Records for processing:
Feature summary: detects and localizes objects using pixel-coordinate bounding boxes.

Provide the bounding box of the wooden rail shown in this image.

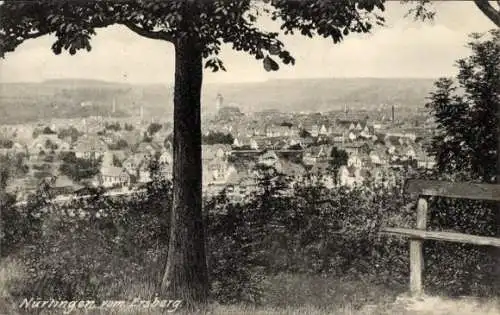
[405,179,500,201]
[380,179,500,296]
[382,227,500,247]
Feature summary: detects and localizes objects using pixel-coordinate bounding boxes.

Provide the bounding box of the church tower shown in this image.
[216,93,223,113]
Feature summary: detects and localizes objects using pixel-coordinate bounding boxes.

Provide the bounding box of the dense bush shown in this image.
[57,126,81,142]
[1,182,48,258]
[9,178,172,301]
[203,132,234,145]
[147,123,162,136]
[59,152,101,182]
[2,170,498,305]
[105,122,121,132]
[0,139,14,149]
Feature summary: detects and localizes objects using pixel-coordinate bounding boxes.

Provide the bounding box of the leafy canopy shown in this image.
[0,0,386,71]
[426,30,500,183]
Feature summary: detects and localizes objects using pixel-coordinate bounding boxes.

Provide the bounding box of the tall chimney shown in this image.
[391,105,395,123]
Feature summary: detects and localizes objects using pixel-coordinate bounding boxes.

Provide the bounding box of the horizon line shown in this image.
[0,76,442,85]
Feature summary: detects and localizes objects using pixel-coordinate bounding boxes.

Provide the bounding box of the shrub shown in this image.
[4,170,499,305]
[9,178,172,301]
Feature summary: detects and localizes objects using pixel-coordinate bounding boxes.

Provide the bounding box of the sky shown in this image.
[0,1,497,84]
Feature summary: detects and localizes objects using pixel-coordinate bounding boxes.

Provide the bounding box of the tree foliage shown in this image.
[59,152,101,182]
[426,30,500,183]
[42,126,56,135]
[57,126,81,142]
[299,129,311,138]
[329,146,348,176]
[0,0,386,72]
[105,122,121,131]
[203,132,234,145]
[147,122,162,135]
[0,139,14,149]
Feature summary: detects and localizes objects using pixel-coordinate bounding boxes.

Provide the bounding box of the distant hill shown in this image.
[0,77,437,124]
[204,77,437,113]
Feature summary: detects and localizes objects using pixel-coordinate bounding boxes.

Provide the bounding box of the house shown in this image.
[51,175,83,195]
[310,124,319,137]
[415,149,436,169]
[249,138,259,150]
[369,150,382,165]
[347,155,363,168]
[232,138,240,147]
[136,141,163,158]
[138,165,152,183]
[302,152,317,166]
[331,133,345,144]
[360,125,375,139]
[271,139,288,150]
[123,153,146,175]
[99,166,131,188]
[343,143,369,156]
[369,149,389,166]
[404,145,417,160]
[386,143,397,155]
[265,125,290,137]
[206,162,237,186]
[318,124,328,136]
[338,165,365,187]
[159,164,172,180]
[159,151,173,165]
[74,136,107,159]
[316,145,331,161]
[289,126,299,137]
[348,131,357,141]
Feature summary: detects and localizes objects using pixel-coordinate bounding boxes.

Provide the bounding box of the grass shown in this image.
[1,258,498,315]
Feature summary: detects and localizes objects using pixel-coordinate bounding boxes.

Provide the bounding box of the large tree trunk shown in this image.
[161,36,208,307]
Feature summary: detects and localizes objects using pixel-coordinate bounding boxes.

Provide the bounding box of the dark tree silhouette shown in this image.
[147,122,163,135]
[426,30,499,182]
[0,0,388,306]
[329,146,348,180]
[203,132,234,145]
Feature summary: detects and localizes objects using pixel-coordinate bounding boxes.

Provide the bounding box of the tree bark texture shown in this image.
[161,36,208,307]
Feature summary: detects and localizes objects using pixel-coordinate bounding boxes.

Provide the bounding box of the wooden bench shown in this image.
[380,179,500,296]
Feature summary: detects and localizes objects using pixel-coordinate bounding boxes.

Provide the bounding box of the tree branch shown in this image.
[21,30,50,41]
[474,0,500,27]
[0,30,49,57]
[122,22,173,42]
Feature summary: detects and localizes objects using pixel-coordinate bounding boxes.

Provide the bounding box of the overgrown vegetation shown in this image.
[58,152,102,182]
[426,30,500,183]
[203,132,234,145]
[1,164,497,310]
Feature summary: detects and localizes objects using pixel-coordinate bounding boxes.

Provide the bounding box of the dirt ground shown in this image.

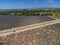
[0,23,60,45]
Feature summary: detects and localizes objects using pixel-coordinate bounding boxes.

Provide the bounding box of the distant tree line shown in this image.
[0,9,60,18]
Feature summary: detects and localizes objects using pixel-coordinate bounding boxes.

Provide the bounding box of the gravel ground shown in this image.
[0,23,60,45]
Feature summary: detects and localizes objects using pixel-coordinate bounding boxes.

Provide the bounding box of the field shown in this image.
[0,16,55,30]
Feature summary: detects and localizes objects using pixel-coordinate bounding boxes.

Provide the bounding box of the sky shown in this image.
[0,0,60,9]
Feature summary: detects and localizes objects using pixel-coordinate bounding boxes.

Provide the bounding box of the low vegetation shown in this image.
[0,9,60,19]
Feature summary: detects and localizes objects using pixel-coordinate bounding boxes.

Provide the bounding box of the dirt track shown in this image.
[0,19,60,36]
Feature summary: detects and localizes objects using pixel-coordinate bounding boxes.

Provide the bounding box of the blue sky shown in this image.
[0,0,60,9]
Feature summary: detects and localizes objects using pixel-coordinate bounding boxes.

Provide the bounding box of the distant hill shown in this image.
[0,8,60,12]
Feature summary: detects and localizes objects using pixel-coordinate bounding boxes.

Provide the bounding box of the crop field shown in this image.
[0,16,55,30]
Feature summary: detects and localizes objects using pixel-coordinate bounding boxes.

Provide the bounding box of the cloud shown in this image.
[47,0,54,3]
[34,0,37,3]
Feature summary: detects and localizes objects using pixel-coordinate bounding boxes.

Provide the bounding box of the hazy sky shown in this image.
[0,0,60,9]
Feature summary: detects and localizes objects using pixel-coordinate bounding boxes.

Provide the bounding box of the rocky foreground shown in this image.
[0,23,60,45]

Task brief: Line by line, output the material above exactly, passing over the pictures.

Result of the task:
Feature summary: detects and localizes objects using pixel-coordinate bounding boxes.

Provide the bounding box of the wooden rail shown in this image.

[405,179,500,201]
[380,179,500,296]
[382,227,500,247]
Feature summary: detects and localizes objects using pixel-coordinate bounding boxes.

Provide the bounding box of the church tower shown in this image.
[216,93,223,113]
Feature summary: detects and localizes objects using pixel-coordinate bounding boxes.

Provide the bounding box of the dense bush shown in this image.
[57,126,81,142]
[1,182,48,258]
[9,178,172,301]
[203,132,234,145]
[147,123,162,136]
[59,152,101,182]
[2,170,498,305]
[105,122,121,132]
[0,139,14,149]
Feature summary: detects and localizes objects using pixel-coordinate bounding boxes.

Provide the bounding box of the leafy canopy shown in this image.
[0,0,386,71]
[426,30,500,183]
Feature summary: detects and localizes objects using pixel-coordinate bounding boxes.

Provide the bounding box of the tall chimney shown in this image.
[391,105,395,123]
Feature summary: detects and localizes objects using pixel-coordinate bounding boxes.

Provide the bounding box of the horizon line shown in this image.
[0,76,442,85]
Feature summary: detects and localizes objects using pixel-coordinate bounding boxes.

Provide the bounding box of the shrub shown in this image.
[4,170,499,305]
[9,178,172,301]
Feature summary: detects and localizes objects using pixel-coordinate bounding boxes.

Provide the bounding box of the sky shown in this image.
[0,1,497,84]
Feature summary: detects and localizes objects using pixel-coordinate bounding boxes.

Provide the bounding box of the tree foliage shown in this image.
[59,152,101,182]
[426,30,500,183]
[42,126,56,135]
[57,126,81,142]
[299,129,311,138]
[329,146,348,176]
[0,0,386,72]
[105,122,121,131]
[203,132,234,145]
[147,122,162,135]
[0,139,14,149]
Feature summary: detects and localizes objects using pixel-coordinate bounding boxes.

Provide the bounding box of the distant hill shown in this image.
[0,77,437,124]
[204,77,437,113]
Feature summary: detects and localizes objects using pixel-coordinate bounding boxes.

Provide the bounding box of the house shown in this image.
[51,175,83,195]
[310,124,319,137]
[415,149,436,169]
[249,138,259,150]
[369,150,382,165]
[347,155,363,168]
[232,138,240,147]
[136,141,163,158]
[138,165,152,183]
[302,152,317,166]
[331,133,345,144]
[360,125,375,139]
[271,139,288,150]
[123,153,146,175]
[99,166,131,188]
[343,143,369,156]
[369,149,389,166]
[404,145,417,160]
[386,143,397,155]
[265,125,290,137]
[206,162,237,186]
[318,124,328,136]
[338,165,365,187]
[159,164,172,180]
[159,151,173,165]
[74,136,107,159]
[316,145,331,161]
[289,126,299,137]
[348,131,357,141]
Feature summary: detects and localizes objects using pixel-coordinate bounding boxes.

Provide the bounding box of the grass shown in this image.
[1,258,498,315]
Feature summary: detects and localizes objects using pixel-coordinate bounding boxes.

Provide the bounding box of the large tree trunk shown in this image.
[161,36,208,307]
Feature summary: detects and localizes objects using pixel-coordinate bounding boxes.

Provide the bounding box of the dark tree silhouette shown in this image.
[147,122,163,135]
[426,30,499,182]
[0,0,388,306]
[329,146,348,180]
[203,132,234,145]
Feature summary: detects and localizes objects using pixel-coordinate bounding boxes.

Provide the bounding box of the tree bark texture shown in this image.
[161,36,208,307]
Feature summary: detects and localizes objects using pixel-coordinate bounding boxes.

Provide the bounding box of the wooden bench shown in this image.
[380,179,500,296]
Feature summary: detects and localizes objects using pixel-coordinate bounding boxes.

Provide the bounding box of the tree branch shown in this image.
[21,30,50,41]
[474,0,500,27]
[0,30,49,57]
[122,22,173,42]
Feature summary: detects and localizes objects using pixel-coordinate bounding boxes.

Provide the bounding box of the overgrown vegetation shown in this image.
[58,152,102,182]
[426,30,500,183]
[203,132,234,145]
[1,164,497,310]
Feature summary: detects and localizes objects using pixel-coordinate bounding boxes.

Provide the bounding box of the dirt ground shown in this image.

[0,23,60,45]
Feature summary: detects and localizes objects using pixel-coordinate bounding boxes.

Provide the bounding box of the distant tree line shown in this image.
[0,9,60,18]
Feature summary: detects and localizes objects using pixel-coordinate bounding boxes.

Provide the bounding box of the gravel ground shown in this image.
[0,23,60,45]
Feature summary: detects and localizes objects using pixel-coordinate bounding boxes.

Provide the bounding box of the field shown in this image.
[0,16,55,30]
Feature summary: detects and localizes objects using pixel-coordinate bounding boxes.

Provide the bounding box of the sky shown in this image.
[0,0,60,9]
Feature summary: detects and localizes objects using pixel-coordinate bounding boxes.

Provide the bounding box of the low vegetation shown in this image.
[0,9,60,19]
Feature summary: detects and localizes objects using pixel-coordinate bounding boxes.

Provide the bounding box of the dirt track shown in this image.
[0,19,60,36]
Feature summary: detects and localizes objects using pixel-coordinate bounding boxes.

Provide the bounding box of the blue sky shown in this image.
[0,0,60,9]
Feature summary: detects and localizes objects using pixel-coordinate bounding boxes.

Provide the bounding box of the distant hill shown in this image.
[0,8,60,12]
Feature summary: detects and localizes objects using pixel-coordinate bounding boxes.

Provide the bounding box of the crop field shown in this image.
[0,16,55,30]
Feature summary: detects and localizes objects using pixel-coordinate bounding boxes.

Provide the bounding box of the cloud shown in this image.
[47,0,54,3]
[34,0,37,3]
Feature summary: detects and localizes objects using pixel-coordinate bounding boxes.

Provide the bounding box of the hazy sky shown in this image.
[0,0,60,9]
Feature summary: detects and localizes objects using pixel-coordinate bounding boxes.

Provide the bounding box of the rocky foreground shown in this image.
[0,23,60,45]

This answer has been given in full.